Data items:

-=-=-

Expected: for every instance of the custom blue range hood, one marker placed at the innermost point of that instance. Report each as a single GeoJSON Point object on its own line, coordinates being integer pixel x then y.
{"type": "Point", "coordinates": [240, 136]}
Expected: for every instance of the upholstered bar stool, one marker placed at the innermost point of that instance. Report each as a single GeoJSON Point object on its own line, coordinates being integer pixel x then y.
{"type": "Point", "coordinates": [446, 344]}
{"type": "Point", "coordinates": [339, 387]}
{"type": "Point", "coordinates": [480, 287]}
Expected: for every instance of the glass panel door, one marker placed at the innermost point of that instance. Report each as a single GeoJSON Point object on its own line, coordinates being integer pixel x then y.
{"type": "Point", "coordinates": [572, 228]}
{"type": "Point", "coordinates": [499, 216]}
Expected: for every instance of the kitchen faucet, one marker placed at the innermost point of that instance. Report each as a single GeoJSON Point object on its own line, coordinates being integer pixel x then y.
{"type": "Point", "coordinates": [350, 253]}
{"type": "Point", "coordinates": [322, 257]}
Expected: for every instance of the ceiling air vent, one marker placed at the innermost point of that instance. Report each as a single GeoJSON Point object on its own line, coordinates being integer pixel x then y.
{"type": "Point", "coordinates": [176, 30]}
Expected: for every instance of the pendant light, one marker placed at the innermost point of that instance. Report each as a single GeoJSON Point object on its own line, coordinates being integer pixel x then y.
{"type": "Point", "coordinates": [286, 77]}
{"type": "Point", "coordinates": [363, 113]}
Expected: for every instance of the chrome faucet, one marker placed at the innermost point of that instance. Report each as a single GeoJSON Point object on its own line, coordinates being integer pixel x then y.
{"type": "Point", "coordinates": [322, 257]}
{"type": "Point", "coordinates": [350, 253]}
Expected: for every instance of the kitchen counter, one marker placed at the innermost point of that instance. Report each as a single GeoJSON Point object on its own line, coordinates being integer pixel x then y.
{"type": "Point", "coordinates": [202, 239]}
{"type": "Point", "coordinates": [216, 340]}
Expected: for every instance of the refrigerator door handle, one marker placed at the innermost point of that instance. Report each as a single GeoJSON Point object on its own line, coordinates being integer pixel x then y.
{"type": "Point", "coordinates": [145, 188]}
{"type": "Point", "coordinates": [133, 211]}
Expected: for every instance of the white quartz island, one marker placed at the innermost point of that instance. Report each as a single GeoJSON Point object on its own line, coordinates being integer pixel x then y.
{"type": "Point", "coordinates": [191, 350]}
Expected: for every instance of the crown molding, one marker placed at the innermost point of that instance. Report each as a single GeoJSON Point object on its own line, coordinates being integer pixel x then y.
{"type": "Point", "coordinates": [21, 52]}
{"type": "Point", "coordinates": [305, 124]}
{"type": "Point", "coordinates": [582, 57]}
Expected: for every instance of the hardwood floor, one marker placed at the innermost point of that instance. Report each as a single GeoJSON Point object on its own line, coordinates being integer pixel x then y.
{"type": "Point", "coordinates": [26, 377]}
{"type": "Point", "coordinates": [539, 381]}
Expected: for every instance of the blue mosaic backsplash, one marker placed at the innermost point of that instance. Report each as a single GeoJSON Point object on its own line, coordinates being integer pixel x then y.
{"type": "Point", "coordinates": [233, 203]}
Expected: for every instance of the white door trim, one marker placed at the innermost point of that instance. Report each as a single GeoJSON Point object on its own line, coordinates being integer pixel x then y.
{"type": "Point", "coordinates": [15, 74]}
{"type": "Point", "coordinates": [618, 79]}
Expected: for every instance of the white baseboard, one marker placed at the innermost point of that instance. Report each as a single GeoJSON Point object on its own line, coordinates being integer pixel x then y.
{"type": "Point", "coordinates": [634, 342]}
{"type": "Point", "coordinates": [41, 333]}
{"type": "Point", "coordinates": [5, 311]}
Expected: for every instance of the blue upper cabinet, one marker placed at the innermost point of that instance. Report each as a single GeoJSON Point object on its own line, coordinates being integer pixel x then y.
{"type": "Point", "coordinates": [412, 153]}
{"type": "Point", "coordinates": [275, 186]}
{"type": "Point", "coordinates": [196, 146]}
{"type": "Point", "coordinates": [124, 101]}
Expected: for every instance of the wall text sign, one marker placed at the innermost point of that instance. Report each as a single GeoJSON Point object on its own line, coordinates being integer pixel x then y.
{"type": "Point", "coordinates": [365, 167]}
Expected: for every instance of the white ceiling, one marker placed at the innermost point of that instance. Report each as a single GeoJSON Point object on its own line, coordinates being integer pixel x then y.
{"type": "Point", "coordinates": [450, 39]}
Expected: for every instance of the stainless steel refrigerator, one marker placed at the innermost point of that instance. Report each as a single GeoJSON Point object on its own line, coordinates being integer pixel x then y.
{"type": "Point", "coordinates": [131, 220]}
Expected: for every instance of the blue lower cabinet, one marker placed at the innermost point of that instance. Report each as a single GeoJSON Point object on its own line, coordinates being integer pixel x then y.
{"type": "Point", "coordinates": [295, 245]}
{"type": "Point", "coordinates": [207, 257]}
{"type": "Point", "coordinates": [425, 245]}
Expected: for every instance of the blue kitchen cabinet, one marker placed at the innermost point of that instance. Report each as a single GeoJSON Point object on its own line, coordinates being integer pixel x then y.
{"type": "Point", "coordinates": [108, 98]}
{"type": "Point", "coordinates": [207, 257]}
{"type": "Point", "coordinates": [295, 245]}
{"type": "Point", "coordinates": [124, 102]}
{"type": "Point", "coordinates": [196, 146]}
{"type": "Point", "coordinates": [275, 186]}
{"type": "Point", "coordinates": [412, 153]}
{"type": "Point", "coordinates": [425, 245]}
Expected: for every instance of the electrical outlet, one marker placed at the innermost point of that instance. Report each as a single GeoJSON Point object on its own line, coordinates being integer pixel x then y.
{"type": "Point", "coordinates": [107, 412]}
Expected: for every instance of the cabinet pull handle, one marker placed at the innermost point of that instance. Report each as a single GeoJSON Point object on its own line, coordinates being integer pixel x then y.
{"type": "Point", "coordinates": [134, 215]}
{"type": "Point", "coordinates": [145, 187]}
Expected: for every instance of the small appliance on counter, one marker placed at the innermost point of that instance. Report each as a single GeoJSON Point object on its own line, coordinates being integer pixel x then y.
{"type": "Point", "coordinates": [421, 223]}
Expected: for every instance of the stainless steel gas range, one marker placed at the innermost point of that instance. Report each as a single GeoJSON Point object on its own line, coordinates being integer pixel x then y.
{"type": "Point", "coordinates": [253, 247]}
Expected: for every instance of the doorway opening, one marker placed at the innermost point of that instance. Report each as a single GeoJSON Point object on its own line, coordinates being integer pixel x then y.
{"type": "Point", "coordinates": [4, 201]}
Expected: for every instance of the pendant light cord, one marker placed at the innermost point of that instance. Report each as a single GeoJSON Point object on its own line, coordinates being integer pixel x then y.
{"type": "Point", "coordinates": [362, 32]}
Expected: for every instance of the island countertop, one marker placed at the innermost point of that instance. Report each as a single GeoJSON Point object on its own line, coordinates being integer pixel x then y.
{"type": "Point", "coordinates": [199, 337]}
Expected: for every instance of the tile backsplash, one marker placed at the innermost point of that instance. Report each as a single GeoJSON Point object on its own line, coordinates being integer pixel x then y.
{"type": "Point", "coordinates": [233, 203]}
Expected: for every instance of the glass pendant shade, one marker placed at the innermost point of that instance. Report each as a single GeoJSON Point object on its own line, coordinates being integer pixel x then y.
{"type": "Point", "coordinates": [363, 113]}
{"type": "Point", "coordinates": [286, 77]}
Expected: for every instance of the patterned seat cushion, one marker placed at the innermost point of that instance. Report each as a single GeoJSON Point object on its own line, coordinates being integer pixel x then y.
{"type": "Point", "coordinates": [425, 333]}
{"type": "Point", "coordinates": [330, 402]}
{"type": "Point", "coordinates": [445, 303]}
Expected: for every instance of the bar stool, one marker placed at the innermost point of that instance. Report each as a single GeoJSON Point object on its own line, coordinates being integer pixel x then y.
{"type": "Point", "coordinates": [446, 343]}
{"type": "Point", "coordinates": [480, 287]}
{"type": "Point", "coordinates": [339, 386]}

-=-=-

> [What is being asked] Rewrite every line of the listing from the line holding "Expected: for every instance of the island" through the end of the listing, inclusive, keeping the requests. Add 98 to each coordinate in the answer points.

> [The output]
Expected: for every instance of the island countertop, one marker placed at the innermost point of that instance. Report each as a single GeoJSON Point object on its own line, coordinates being integer pixel x then y.
{"type": "Point", "coordinates": [297, 435]}
Expected: for every instance of the tile backsplash, one marker placed at the innermost point of that instance. Report each as a single GeoJSON Point object on its own line, coordinates being integer pixel x then y.
{"type": "Point", "coordinates": [331, 301]}
Expected: for every instance of the glass pendant shade, one marker placed at the innermost point of that instance. Report each as a single GeoJSON Point object on its own line, coordinates being integer pixel x then y.
{"type": "Point", "coordinates": [461, 211]}
{"type": "Point", "coordinates": [384, 175]}
Expected: for every instance of the patterned seat cushion, one marker placed at the innermost point of that instance. Report each as a single GeoJSON Point object on its own line, coordinates being integer pixel x then y.
{"type": "Point", "coordinates": [523, 431]}
{"type": "Point", "coordinates": [428, 500]}
{"type": "Point", "coordinates": [543, 401]}
Expected: for every instance of the bar stool, one marker placed at the innermost point of that instance. Report each as a single GeoJSON Point object on its own line, coordinates being integer pixel x then y.
{"type": "Point", "coordinates": [544, 441]}
{"type": "Point", "coordinates": [578, 385]}
{"type": "Point", "coordinates": [437, 484]}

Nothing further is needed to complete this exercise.